* **What the exercise asks**
Can you quote, word for word, the part of the article on fathers' smoking and fetal DNA starting with "Men Who Smoke" and going on through "developing genetic diseases."?

---- Text shown

Men Who Smoke Before Conceiving Can Damage Fetal DNA, Study Suggests

A new study finds a link between DNA changes in the sperm of male smokers and genetic changes in their newborn children. The research suggests that these changes may increase children’s risk of developing genetic diseases.
The findings indicate that men should stop smoking before they try to conceive, because a fertile sperm takes about three months to fully develop, according to researchers at the University of Bradford in England. “Anti-smoking campaigns are usually aimed at pregnant women, but couples planning their families—and public health policy-makers—need to know that the father must stop smoking before conception to avoid risking the health of the baby,” lead researcher Diana Anderson said in a news release.

She measured genetic changes in fathers’ blood and semen around the time of conception, as well as mothers’ blood and umbilical cord blood at the time of delivery, in 39 families. The families were asked about their lifestyle, as well as their occupational and environmental exposures, UPI reports.
“These transmitted genetic changes may raise the risk of developing cancer in childhood, particularly leukemia and other genetic diseases,” Anderson said. “We hope that this knowledge will urge men to cease smoking before trying to conceive.” She noted the study does not show a direct cause-and-effect relationship between a father’s smoking and any specific disease. She added, “It’s evident that that the lifestyle of men before they try to conceive can directly affect the genetic information of their children.”

--------
---- Information provided

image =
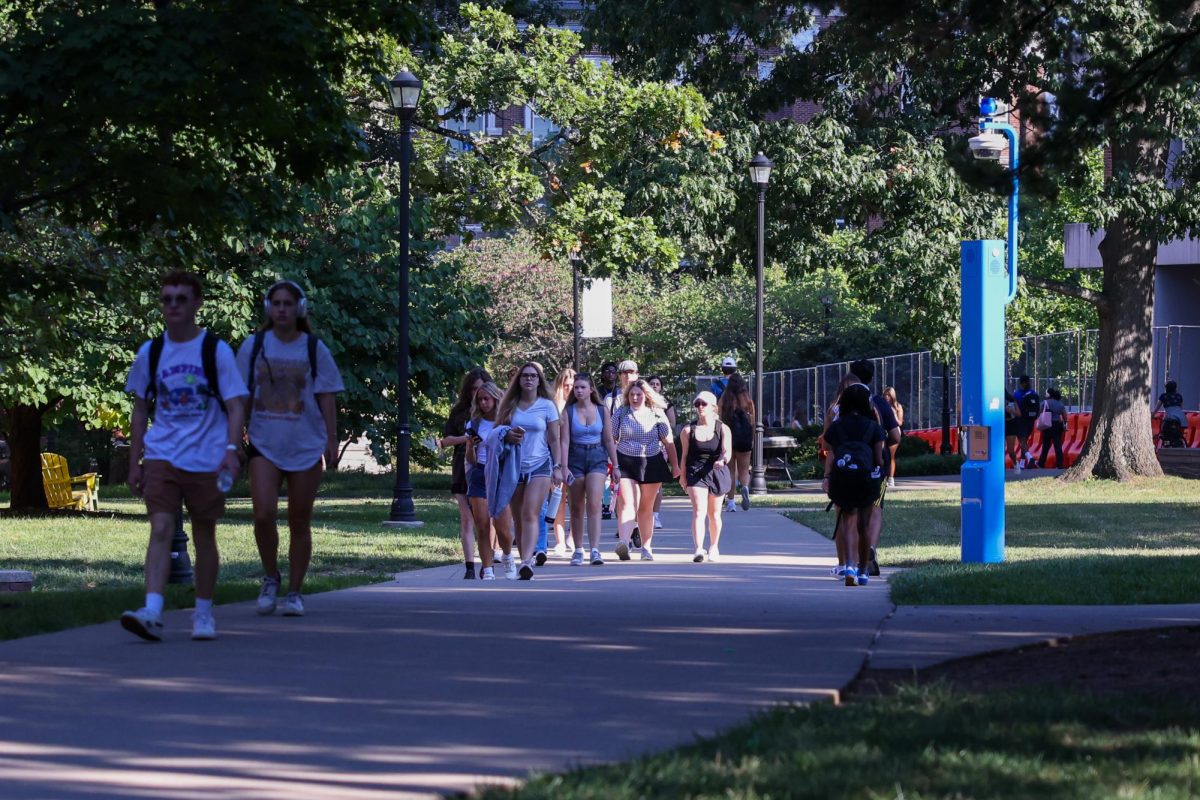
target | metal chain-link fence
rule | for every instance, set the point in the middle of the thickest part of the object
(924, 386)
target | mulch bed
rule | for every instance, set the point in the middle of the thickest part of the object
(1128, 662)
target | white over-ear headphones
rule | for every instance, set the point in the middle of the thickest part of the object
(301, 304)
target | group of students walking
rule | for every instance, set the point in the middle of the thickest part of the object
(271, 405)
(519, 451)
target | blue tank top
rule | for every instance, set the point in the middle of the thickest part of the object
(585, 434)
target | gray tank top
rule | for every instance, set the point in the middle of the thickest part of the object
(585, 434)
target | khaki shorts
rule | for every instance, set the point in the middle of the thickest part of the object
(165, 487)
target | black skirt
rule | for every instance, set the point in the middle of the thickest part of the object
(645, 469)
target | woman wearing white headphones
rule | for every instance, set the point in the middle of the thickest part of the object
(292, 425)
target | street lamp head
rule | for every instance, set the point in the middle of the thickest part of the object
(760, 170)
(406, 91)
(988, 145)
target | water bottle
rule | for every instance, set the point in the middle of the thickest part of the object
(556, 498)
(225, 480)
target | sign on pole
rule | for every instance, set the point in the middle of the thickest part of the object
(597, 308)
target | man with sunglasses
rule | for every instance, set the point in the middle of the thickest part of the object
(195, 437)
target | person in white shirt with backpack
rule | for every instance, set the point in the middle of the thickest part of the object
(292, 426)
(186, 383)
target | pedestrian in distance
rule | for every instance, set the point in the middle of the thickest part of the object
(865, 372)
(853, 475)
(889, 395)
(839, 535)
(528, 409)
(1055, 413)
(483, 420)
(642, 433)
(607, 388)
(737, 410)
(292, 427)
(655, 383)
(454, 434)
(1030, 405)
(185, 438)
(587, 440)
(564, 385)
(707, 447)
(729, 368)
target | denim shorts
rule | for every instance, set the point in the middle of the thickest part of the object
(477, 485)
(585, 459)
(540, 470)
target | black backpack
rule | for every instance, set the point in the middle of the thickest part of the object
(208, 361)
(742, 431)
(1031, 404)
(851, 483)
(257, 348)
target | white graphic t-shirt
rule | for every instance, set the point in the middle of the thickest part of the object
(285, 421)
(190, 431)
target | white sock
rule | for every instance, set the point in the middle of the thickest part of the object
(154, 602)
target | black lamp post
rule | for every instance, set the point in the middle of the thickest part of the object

--------

* **Problem solution**
Men Who Smoke Before Conceiving Can Damage Fetal DNA, Study Suggests

A new study finds a link between DNA changes in the sperm of male smokers and genetic changes in their newborn children. The research suggests that these changes may increase children’s risk of developing genetic diseases.